-- Input follows --

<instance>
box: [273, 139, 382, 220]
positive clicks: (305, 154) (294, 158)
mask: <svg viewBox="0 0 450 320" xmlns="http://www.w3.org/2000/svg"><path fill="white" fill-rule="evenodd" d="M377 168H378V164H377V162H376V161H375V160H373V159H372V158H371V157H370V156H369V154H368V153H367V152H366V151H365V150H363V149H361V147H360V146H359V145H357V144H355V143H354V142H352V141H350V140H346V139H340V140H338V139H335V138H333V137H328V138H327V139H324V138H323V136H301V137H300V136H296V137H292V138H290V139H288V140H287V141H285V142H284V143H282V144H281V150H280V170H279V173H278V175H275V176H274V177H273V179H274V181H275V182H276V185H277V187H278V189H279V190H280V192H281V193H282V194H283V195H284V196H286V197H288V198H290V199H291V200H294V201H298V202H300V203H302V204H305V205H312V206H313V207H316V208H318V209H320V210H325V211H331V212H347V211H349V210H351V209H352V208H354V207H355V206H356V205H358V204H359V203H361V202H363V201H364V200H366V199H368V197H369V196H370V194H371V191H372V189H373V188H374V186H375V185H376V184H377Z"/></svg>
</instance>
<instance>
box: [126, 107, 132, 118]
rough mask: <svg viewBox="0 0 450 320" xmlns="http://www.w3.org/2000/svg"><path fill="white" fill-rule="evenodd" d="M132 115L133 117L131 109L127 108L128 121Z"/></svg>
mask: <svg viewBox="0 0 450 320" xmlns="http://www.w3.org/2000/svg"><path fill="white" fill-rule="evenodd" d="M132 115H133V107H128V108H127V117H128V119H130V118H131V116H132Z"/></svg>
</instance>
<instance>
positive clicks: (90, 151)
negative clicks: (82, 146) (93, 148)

-- Input concluded --

Task goal
Can you recast every line of the data above as a Markdown table with a Row column for the row number and a Line column for the line itself, skipping any blank lines?

Reply
| Row | Line |
|---|---|
| 1 | <instance> |
| 2 | box: [273, 139, 382, 220] |
| 3 | positive clicks: (305, 154) (294, 158) |
| 4 | mask: <svg viewBox="0 0 450 320" xmlns="http://www.w3.org/2000/svg"><path fill="white" fill-rule="evenodd" d="M377 168H378V164H377V162H376V161H375V160H373V159H372V158H371V157H370V156H369V154H368V153H367V152H366V151H365V150H363V149H361V147H360V146H359V145H357V144H355V143H354V142H352V141H350V140H346V139H340V140H338V139H335V138H333V137H328V138H327V139H324V138H323V136H301V137H300V136H296V137H292V138H290V139H288V140H287V141H285V142H284V143H282V144H281V150H280V170H279V173H278V175H275V176H274V177H273V179H274V181H275V182H276V185H277V187H278V189H279V190H280V192H281V193H282V194H283V195H284V196H286V197H288V198H290V199H291V200H294V201H298V202H300V203H302V204H305V205H312V206H313V207H316V208H318V209H320V210H325V211H331V212H347V211H349V210H351V209H352V208H354V207H355V206H356V205H358V204H359V203H361V202H363V201H364V200H366V199H368V197H369V196H370V194H371V191H372V189H373V188H374V186H375V185H376V184H377Z"/></svg> |
| 5 | </instance> |
| 6 | <instance> |
| 7 | box: [126, 107, 132, 118] |
| 8 | rough mask: <svg viewBox="0 0 450 320" xmlns="http://www.w3.org/2000/svg"><path fill="white" fill-rule="evenodd" d="M132 115L133 117L131 109L127 108L128 121Z"/></svg> |
| 9 | mask: <svg viewBox="0 0 450 320" xmlns="http://www.w3.org/2000/svg"><path fill="white" fill-rule="evenodd" d="M132 115H133V107H128V108H127V117H128V119H130V118H131V116H132Z"/></svg> |
| 10 | </instance> |
| 11 | <instance> |
| 12 | positive clicks: (90, 151) |
| 13 | negative clicks: (82, 146) (93, 148) |